What you have to do | Reproduce each of the following items verbatim, without any alteration.
#### Supplied information ####
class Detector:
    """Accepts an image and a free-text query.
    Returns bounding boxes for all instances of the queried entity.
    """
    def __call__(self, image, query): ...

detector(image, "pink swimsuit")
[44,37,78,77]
####
Solution for this exercise |
class Detector:
    """Accepts an image and a free-text query.
    Returns bounding boxes for all instances of the queried entity.
    """
    def __call__(self, image, query): ...

detector(image, "pink swimsuit")
[44,37,78,77]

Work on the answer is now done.